**Directions for this task**
Put the lines of the records below into a Markdown table with the columns Row and Line, starting at the line that contains "Target = open book" and ending with the last line of the records. Leave out blank lines.

(Records excerpted from a collection)
━━━━━━━━━━

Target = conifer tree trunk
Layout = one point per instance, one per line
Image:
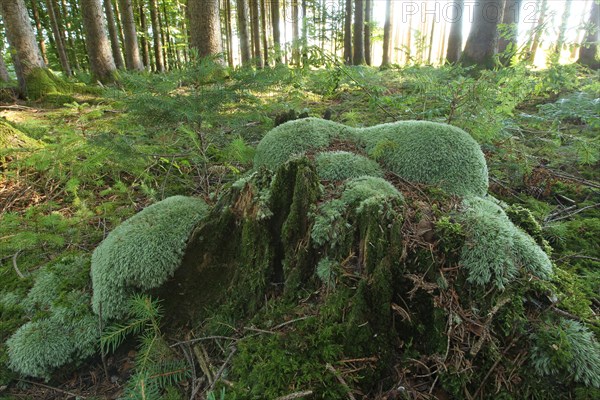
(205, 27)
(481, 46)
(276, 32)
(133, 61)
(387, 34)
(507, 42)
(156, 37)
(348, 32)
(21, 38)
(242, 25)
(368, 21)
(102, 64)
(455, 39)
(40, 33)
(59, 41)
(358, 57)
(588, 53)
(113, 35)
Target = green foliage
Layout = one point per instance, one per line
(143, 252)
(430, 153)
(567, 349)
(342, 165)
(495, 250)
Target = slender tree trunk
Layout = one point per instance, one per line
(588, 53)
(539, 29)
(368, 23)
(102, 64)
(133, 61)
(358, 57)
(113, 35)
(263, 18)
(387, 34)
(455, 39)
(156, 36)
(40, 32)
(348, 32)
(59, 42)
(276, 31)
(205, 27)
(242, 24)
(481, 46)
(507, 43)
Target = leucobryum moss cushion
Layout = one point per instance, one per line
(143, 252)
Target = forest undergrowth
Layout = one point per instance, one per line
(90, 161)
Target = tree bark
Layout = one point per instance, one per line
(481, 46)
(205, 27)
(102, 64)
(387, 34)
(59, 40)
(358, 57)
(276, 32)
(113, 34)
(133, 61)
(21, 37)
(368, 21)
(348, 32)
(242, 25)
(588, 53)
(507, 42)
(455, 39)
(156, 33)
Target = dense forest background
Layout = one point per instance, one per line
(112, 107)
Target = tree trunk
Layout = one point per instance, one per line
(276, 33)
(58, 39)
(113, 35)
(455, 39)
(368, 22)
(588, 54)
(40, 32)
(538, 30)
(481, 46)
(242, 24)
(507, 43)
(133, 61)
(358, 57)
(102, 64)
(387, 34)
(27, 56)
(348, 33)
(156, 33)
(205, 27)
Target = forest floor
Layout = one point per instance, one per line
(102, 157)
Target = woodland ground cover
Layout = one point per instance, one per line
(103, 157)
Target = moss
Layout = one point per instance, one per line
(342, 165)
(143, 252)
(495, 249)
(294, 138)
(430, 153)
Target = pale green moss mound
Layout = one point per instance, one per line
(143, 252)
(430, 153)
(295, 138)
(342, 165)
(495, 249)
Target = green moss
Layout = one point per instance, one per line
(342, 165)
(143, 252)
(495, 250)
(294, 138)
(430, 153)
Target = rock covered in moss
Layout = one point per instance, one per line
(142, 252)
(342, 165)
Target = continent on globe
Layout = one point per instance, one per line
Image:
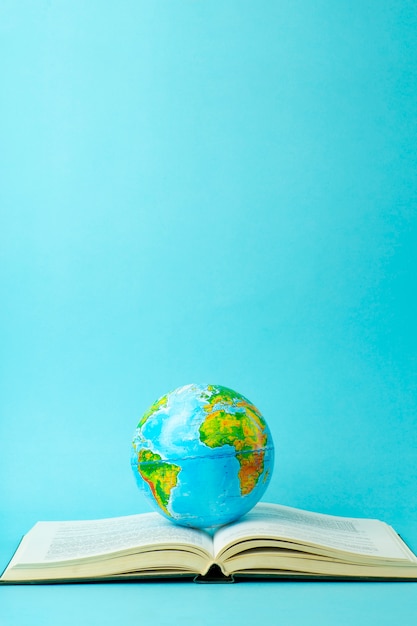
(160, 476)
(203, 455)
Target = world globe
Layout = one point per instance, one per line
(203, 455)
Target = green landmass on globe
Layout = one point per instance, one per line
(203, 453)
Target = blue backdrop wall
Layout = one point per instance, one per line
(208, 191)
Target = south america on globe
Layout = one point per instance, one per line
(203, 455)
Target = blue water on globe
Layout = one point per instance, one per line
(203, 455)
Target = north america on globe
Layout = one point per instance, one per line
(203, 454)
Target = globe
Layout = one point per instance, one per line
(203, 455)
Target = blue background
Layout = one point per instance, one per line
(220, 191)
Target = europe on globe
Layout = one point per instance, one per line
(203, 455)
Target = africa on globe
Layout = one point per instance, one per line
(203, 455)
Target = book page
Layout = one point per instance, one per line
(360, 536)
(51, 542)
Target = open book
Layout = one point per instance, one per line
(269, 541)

━━━━━━━━━━

**The output**
| Row | Line |
|---|---|
| 1 | Target = open book |
| 2 | Layout = one point per instance, one per line |
| 3 | (269, 541) |